> [GIVEN INSTRUCTION]:
Carry the personal reflection on freedom and complacency below forward from its final sentence, adding a few paragraphs in the same first-person voice.
======== GIVEN PASSAGE ========
Since then, I’ve thought a lot about what is worth fighting for,
about what freedom and independence mean to me, about how powerless
most of us feel to live our lives and our convictions fully. I know
that many of the luxuries I take for granted are predicated on
economic injustice and the plundering of non-renewable
resources–and the changes I manage to make in my way of life are
minuscule and incremental.

If you throw a frog into boiling water, it’ll jump out, I’ve
heard, but if you put it in tepid water and heat the water
gradually, the frog will boil to death. The analogy is obvious, but
none of us seems to know where the fulcrum for change is, so we
just lie back, enveloped by that soothing warmth.

Marcela, who is Chilean, reminded me that September 11 was also
the date when Chile’s longtime democracy was overthrown by a
military coup orchestrated in part by the CIA. The year was 1973.
======== DATASET EXCERPTS ========
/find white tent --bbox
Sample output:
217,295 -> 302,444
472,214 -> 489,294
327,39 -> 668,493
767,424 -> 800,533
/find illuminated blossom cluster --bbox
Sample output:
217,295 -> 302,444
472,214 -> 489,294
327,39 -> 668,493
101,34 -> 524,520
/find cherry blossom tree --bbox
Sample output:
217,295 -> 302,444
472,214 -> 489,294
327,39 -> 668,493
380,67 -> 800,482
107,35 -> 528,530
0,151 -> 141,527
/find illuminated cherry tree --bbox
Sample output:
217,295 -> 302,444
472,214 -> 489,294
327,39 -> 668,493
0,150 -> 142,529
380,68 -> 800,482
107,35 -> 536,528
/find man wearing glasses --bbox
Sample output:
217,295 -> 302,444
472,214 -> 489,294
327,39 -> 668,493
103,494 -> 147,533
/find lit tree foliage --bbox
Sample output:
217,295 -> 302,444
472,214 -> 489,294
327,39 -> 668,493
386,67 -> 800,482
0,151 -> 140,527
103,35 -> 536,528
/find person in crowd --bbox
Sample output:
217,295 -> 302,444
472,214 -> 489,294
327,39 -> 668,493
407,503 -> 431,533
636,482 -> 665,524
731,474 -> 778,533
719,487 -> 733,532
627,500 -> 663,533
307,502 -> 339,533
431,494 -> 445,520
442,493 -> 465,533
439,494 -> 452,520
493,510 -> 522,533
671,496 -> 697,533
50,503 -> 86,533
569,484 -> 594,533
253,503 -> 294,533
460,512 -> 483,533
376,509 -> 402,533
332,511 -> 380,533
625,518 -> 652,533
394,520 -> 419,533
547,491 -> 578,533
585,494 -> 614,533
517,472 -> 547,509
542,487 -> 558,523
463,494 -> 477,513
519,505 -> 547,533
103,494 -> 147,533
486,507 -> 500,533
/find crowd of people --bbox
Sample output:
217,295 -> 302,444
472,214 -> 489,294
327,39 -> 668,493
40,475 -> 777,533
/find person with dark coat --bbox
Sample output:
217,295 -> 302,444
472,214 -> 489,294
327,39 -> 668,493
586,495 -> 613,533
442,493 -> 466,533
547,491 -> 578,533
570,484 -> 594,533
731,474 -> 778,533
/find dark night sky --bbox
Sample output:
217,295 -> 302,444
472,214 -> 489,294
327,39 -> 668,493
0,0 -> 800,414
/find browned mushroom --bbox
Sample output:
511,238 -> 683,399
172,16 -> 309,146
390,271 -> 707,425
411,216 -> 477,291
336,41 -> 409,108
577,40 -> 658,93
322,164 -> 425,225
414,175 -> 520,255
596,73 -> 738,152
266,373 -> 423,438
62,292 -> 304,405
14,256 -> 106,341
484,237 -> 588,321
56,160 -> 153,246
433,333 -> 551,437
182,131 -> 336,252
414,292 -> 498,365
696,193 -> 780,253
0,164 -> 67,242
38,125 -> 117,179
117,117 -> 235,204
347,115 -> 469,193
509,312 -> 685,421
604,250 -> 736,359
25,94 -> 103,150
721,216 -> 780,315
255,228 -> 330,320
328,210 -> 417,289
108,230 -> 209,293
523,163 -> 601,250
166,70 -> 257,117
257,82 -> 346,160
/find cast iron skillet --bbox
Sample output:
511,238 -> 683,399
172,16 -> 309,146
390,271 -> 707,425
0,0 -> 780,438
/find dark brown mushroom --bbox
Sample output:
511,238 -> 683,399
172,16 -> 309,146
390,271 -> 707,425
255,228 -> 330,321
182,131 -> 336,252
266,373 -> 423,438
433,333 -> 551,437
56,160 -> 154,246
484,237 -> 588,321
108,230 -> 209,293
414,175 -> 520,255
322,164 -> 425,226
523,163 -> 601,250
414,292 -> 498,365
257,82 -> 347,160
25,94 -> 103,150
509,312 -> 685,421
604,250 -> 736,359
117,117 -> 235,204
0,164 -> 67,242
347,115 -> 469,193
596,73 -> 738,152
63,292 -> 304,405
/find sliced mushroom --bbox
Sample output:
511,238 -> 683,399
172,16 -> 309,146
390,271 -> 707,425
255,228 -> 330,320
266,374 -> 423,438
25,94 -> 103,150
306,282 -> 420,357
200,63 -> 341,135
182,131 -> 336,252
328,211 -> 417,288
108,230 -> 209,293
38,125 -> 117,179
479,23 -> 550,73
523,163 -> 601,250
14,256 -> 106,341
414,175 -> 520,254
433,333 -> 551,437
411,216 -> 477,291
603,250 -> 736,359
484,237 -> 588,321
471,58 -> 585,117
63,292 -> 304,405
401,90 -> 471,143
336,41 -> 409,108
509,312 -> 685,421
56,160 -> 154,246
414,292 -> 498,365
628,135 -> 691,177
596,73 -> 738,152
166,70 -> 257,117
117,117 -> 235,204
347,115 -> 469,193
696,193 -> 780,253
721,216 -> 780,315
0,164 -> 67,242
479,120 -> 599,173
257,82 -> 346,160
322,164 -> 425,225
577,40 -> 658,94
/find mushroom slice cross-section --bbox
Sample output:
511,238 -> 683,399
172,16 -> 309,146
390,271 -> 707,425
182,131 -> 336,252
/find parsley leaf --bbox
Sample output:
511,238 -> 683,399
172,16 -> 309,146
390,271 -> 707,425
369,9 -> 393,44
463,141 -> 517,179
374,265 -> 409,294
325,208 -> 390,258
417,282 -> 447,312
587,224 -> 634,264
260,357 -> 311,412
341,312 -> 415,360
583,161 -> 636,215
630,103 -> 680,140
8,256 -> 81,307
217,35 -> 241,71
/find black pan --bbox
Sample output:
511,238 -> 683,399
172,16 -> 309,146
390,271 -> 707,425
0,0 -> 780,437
========
> [TASK RESPONSE]:
The coup was followed by waves of terror, by curfews, greatly
restricted freedom of expression, and the death or disappearance of
3,000 people. According to Marcela, the dictatorship’s grip was
cemented by government policy that effectively stupefied the
population: an edict forbidding groups from gathering coupled with
a steady diet of televised sports and entertainment in lieu of
public discourse.

The dictators’ ban on groups made perfect sense. As Margaret
Mead said, ‘Never doubt that a small group of thoughtful, committed
citizens can change the world; indeed it’s the only thing that ever
has.’

What became apparent to those of us who gathered last week was
that we had no answers–nor, for that matter, did we even have clear
questions. But there was a strong and shared longing to awaken. As
one participant said, ‘I know I have a warrior in me and she wants
to become active.’ So what do you do when you don’t know what to
do? Here are some things my friends are doing: creating a
bibliography of novels and memoirs about the Middle East;
volunteering in a soup kitchen; joining the local volunteer fire
department; studying the history and culture of Afghanistan;
donating money; fasting and praying.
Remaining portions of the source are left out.